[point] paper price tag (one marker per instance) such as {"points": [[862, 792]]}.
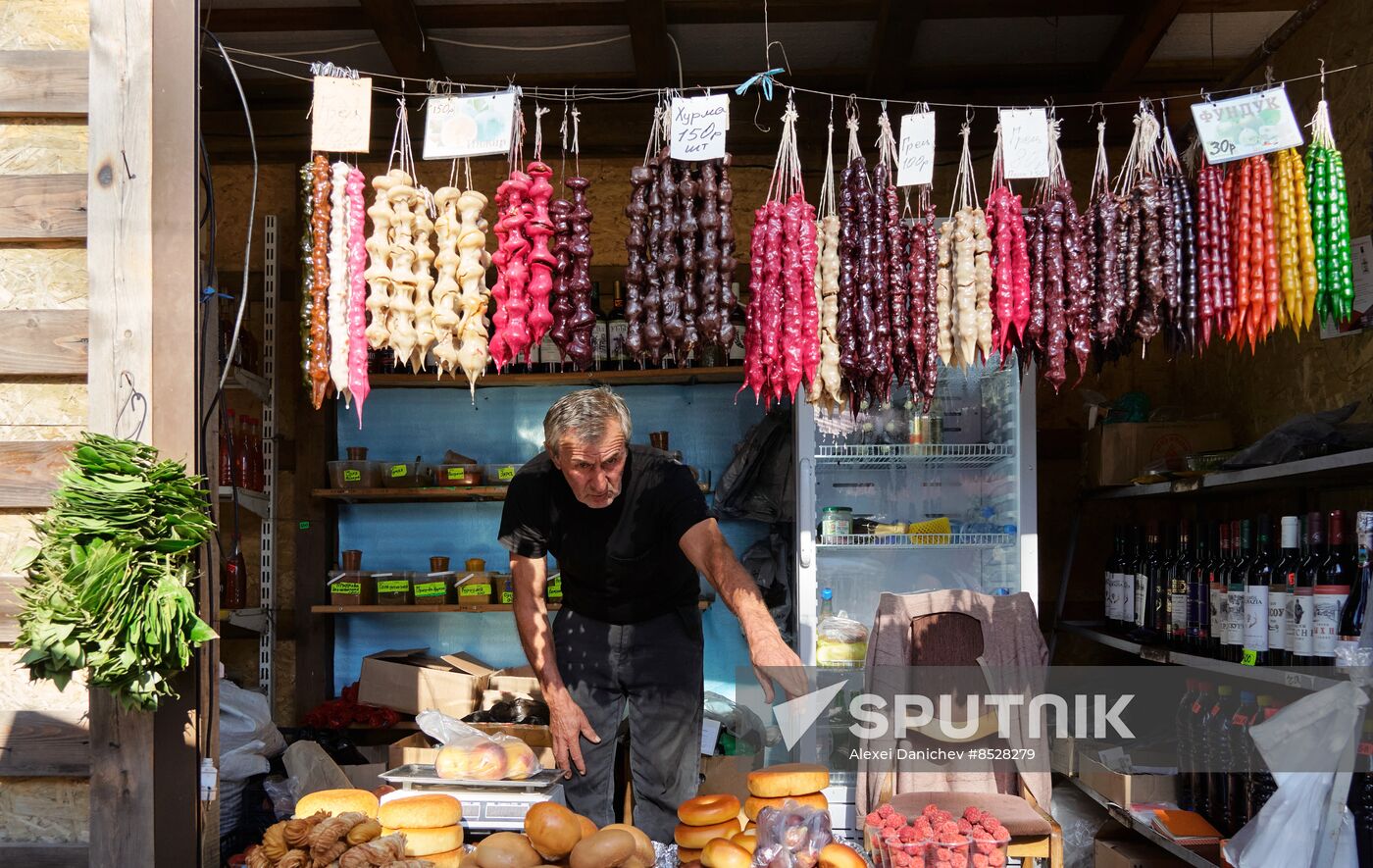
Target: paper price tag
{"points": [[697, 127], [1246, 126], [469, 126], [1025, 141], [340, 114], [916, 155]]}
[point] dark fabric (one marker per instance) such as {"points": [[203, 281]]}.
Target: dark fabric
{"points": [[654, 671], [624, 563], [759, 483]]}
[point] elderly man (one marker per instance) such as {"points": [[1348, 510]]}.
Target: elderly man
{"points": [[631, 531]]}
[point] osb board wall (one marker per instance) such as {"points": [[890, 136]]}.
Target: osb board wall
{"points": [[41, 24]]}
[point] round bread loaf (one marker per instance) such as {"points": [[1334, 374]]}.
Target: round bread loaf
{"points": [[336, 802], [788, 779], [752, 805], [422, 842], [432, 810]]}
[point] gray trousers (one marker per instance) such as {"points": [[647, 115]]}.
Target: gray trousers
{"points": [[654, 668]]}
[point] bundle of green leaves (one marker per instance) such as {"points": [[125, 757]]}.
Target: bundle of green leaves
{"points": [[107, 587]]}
···
### Short problem:
Reproduce the material word for word, minus the images.

### Result:
[point] paper price tag (one marker per instance) such as {"points": [[862, 792]]}.
Target: paper price tag
{"points": [[697, 127], [1246, 126], [469, 126], [1025, 141], [340, 114], [916, 155]]}
[point] dark fabric (one marker per instance) such as {"points": [[203, 281]]}.
Target: dark fabric
{"points": [[654, 671], [624, 563], [759, 483]]}
[point] elderly man (one marker per instance) such as {"points": [[1348, 510]]}.
Target: elderly man
{"points": [[631, 531]]}
[point] osb board wall (one marker per instance) such as {"points": [[890, 136]]}.
Target: osb board wall
{"points": [[41, 24]]}
[point] round bread loaf (one marker per instance) such as {"points": [[1334, 374]]}.
Target: round bread loaf
{"points": [[336, 802], [788, 779], [752, 805], [422, 842], [432, 810]]}
[point] gray trousers (one marker per instance) such as {"points": [[647, 115]]}.
Target: gray trousers
{"points": [[654, 668]]}
[point] bundle of green leaves (one marker per instance) such as {"points": [[125, 757]]}.
Target: bundle of green leaves
{"points": [[107, 587]]}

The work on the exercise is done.